== SELECTED TEXT

# Insulated vs Shell (Pants)



## lorcar (Jan 31, 2010)

have always used sligthly insulated pants from TNF. 
Should change them, and I am also considering a shell, with a thin inner liner, but not insulated.

I will obviously be using a first layer for the legs, in both cases, but I am concerned for the lack of insulation. Anyone made the switch from Insulated to Shell?

also, I read a review for the shell pant i am looking at: a user complains that "the microfleece liner material uses a slick nylon or polyester lining which don't slide over thermals,the material hangs up and binds on long underwear, restricting movement"

Anyone experienced anything like this?

thanks in advance


----------



## Judokick (Dec 1, 2015)

I've never used insulated pants, and I ride in the frigid Rockies. I cant see how a liner could restrict movement, its might be snaggy but obviously its going to let go as you continue to move. This is a non issue, don't wear rough scratchy first layers and get pants that fit and aren't too tight and I can't possibly see how you could have any issues at all whatsoever.


----------



## SnowDogWax (Nov 8, 2013)

Agree with Judokick. Was riding in -13˚F weather in Colorado. Had a shell jacket and pants with two merino wool base layers under both my Jacket & pants with no issues.

====

### DIRECTIVE 1
Convert the stretch of rows below, from the line containing "Could I trouble you to find the blue sign" through the line containing "[58,57,204,204]", into a CSV with two columns, text and answer, pairing each row's wording with the answer beneath it. Put every field in double quotes and turn any line breaks inside a field into spaces.

== RECORD EXTRACTS

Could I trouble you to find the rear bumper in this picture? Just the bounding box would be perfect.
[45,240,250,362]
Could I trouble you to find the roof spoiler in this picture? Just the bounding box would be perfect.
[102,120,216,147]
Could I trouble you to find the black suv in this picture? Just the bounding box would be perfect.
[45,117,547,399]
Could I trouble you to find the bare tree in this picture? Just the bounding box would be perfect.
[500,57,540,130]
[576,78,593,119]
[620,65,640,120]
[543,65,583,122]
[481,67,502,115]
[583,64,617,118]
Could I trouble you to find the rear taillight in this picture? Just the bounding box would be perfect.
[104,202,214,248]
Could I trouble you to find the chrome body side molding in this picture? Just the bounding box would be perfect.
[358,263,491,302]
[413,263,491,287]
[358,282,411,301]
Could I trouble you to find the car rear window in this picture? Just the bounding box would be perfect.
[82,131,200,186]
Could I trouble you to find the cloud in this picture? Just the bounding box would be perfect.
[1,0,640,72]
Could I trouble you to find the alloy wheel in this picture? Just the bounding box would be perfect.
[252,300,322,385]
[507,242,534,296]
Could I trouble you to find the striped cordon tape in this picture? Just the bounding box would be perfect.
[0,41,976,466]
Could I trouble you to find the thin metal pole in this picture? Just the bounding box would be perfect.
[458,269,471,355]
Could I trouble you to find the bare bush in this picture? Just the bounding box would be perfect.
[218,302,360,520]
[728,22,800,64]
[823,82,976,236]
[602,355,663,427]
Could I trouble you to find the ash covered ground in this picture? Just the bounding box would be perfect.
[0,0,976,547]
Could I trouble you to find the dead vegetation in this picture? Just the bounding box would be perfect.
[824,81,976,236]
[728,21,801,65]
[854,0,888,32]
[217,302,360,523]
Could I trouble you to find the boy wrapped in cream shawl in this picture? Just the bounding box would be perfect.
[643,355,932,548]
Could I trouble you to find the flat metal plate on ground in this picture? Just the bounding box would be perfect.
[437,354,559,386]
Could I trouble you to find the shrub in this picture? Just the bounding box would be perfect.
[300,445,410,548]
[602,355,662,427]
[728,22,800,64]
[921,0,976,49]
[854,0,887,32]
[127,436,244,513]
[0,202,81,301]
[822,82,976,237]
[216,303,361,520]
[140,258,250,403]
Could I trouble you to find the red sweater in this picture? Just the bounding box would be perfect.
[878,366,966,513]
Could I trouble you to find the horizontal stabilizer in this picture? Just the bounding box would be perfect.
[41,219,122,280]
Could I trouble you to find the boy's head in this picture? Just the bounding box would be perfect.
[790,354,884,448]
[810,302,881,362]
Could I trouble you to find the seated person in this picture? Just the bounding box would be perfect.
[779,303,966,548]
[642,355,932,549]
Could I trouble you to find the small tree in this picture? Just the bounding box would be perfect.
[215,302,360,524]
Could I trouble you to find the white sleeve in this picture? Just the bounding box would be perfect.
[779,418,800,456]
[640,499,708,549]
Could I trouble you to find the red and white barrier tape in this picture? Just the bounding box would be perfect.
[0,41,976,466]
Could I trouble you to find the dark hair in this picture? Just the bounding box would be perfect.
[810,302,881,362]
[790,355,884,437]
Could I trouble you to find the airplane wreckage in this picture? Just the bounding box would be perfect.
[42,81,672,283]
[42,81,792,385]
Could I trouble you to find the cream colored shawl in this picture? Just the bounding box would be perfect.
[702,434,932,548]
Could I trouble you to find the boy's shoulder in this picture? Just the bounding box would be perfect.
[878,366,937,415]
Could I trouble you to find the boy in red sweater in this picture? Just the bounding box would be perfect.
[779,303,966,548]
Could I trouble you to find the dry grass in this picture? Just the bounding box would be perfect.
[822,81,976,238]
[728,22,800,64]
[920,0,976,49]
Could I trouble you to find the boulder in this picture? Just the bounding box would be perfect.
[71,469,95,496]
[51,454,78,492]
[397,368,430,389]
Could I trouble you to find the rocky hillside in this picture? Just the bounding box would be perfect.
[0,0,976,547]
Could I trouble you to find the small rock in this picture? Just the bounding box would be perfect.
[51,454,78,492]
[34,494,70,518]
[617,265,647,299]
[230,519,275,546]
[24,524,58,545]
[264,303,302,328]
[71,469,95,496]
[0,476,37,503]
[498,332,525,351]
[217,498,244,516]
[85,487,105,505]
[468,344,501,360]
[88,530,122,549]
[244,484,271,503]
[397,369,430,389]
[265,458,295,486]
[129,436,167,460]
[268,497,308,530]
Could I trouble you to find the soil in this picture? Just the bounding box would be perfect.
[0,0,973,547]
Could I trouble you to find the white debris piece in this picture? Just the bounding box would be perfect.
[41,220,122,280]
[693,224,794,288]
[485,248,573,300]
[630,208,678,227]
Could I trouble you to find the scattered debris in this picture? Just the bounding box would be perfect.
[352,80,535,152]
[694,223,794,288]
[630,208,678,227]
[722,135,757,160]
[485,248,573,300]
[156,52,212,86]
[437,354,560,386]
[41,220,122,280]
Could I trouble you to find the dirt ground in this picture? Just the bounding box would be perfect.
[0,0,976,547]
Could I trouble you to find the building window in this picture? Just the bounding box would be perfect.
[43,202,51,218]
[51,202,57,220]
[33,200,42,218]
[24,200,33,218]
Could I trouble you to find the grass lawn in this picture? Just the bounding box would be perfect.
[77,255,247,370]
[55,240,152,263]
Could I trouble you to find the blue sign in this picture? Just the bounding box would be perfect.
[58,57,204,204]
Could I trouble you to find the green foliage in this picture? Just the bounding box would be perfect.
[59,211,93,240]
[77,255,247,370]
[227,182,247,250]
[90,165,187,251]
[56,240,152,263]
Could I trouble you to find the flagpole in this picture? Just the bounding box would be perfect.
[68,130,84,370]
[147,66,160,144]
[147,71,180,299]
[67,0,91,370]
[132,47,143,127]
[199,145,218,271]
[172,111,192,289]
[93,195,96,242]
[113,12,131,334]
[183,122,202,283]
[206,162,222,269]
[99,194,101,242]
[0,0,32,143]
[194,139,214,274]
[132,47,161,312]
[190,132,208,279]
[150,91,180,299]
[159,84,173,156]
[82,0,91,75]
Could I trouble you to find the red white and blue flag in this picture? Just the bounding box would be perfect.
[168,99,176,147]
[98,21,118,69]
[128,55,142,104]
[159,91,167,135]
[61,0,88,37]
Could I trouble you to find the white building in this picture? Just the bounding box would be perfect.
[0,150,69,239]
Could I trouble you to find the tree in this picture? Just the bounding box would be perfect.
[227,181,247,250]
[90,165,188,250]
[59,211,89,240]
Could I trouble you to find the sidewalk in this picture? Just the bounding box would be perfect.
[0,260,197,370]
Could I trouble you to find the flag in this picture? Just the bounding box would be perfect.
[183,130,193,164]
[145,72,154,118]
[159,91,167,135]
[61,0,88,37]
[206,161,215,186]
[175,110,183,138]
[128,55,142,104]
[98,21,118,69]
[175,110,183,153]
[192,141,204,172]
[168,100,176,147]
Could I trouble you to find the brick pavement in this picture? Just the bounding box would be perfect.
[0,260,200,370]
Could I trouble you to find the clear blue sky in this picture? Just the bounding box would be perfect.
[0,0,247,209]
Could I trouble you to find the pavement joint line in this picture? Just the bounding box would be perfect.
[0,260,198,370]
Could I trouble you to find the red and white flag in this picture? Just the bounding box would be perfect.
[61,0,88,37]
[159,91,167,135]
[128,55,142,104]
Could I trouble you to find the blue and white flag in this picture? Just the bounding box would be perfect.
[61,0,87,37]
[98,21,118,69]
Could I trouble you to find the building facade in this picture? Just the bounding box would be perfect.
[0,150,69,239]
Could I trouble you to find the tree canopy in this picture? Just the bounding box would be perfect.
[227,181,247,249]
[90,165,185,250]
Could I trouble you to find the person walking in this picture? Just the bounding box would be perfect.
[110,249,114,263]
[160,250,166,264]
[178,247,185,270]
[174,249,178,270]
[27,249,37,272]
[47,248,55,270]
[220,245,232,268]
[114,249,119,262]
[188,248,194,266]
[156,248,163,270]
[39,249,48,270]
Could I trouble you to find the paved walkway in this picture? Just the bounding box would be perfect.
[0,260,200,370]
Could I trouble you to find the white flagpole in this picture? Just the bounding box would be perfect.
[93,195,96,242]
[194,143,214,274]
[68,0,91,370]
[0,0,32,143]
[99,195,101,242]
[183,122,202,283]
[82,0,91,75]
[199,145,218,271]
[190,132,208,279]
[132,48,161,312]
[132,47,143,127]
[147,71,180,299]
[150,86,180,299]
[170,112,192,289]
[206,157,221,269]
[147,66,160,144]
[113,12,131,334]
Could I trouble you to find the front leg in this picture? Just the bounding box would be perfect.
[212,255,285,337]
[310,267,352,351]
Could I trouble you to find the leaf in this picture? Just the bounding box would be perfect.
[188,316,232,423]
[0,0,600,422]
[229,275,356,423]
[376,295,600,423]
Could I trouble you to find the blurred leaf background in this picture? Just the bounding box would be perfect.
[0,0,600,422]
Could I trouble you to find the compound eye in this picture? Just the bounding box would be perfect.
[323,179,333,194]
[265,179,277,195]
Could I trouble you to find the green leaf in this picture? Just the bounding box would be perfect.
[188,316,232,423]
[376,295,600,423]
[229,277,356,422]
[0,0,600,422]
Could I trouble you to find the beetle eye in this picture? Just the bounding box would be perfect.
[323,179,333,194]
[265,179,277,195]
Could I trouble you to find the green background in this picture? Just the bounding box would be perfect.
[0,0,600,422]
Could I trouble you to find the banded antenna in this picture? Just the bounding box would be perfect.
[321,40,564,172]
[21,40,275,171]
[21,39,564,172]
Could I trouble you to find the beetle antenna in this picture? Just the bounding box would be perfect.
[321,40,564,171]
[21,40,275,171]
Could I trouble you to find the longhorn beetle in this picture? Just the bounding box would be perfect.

====

### DIRECTIVE 2
Answer these questions from the thread on insulated versus shell pants:
(a) From which brand had lorcar always used slightly insulated pants?
(b) Where does Judokick ride?
(c) At what temperature was SnowDogWax riding in Colorado?

### FULL RESPONSE 1
text,answer
"Could I trouble you to find the blue sign in this picture? Just the bounding box would be perfect.","[58,57,204,204]"

### FULL RESPONSE 2
(a) TNF
(b) The frigid Rockies
(c) -13˚F